Exercise directions: Copy verbatim the block of lines in the entries below whose first line contains "foot using the picture below." and whose last line contains "Target: bird's foot". Leave out all other lines.

(Beginning of Data provided)

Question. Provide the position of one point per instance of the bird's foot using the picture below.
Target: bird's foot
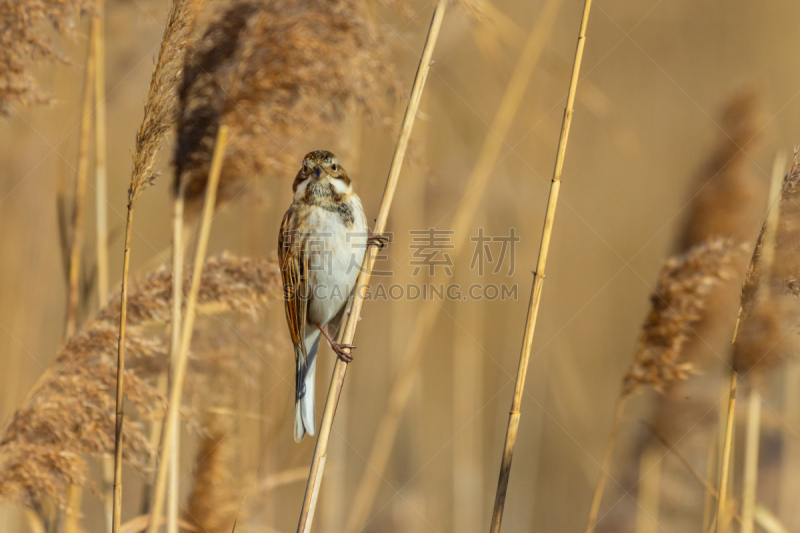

(End of Data provided)
(Beginning of Data provided)

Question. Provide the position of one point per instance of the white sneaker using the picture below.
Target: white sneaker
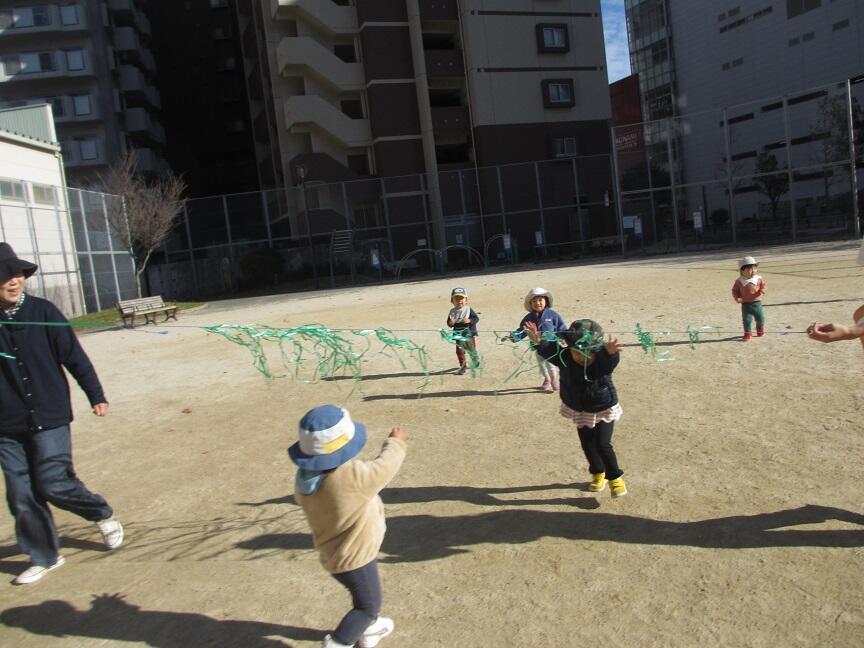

(End of Data provided)
(Beginning of Data provided)

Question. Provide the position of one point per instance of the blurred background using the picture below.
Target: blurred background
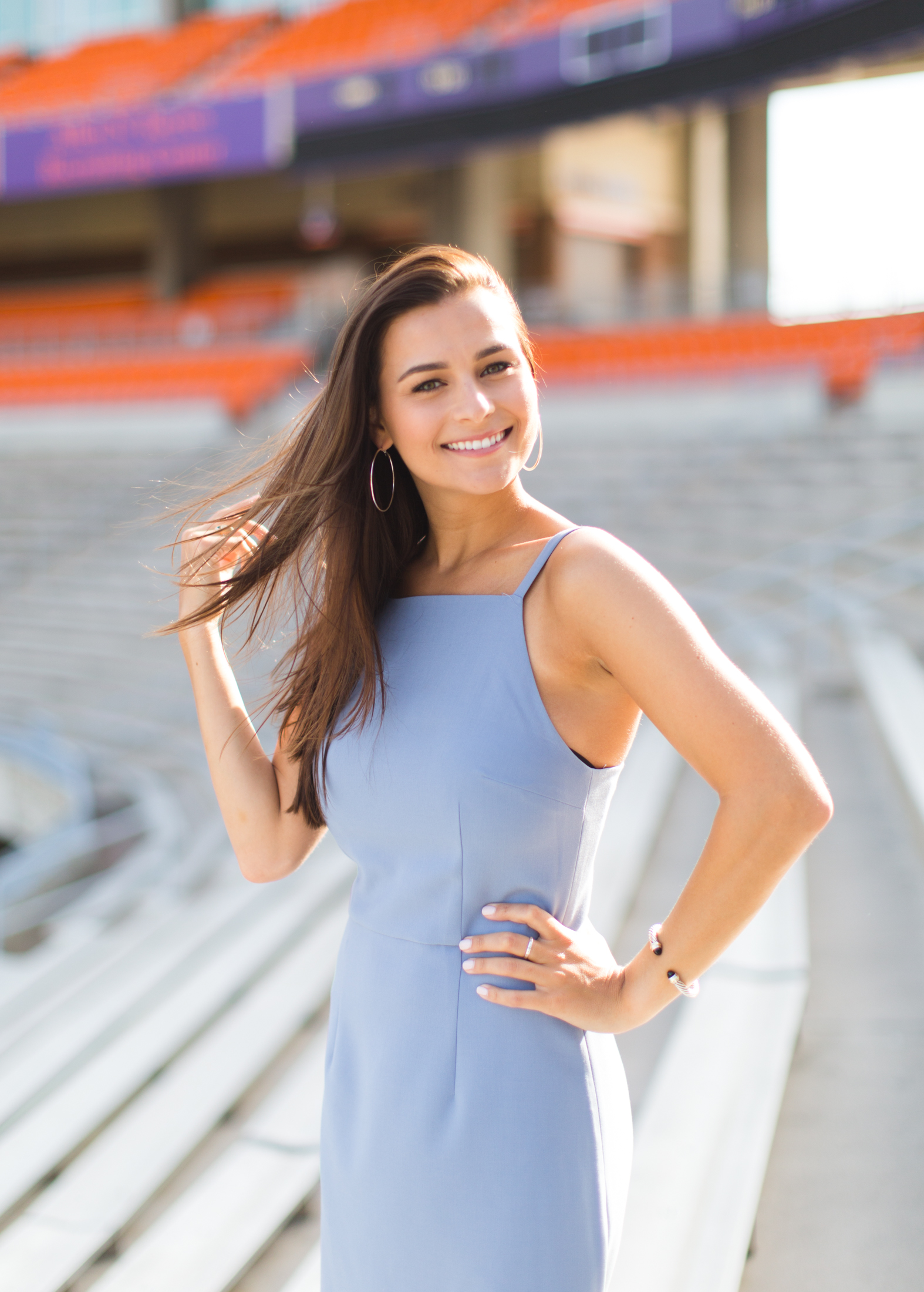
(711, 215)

(End of Data provided)

Answer box:
Question. Provide the position of one point per instance of the bird's foot using the picture below.
Target: bird's foot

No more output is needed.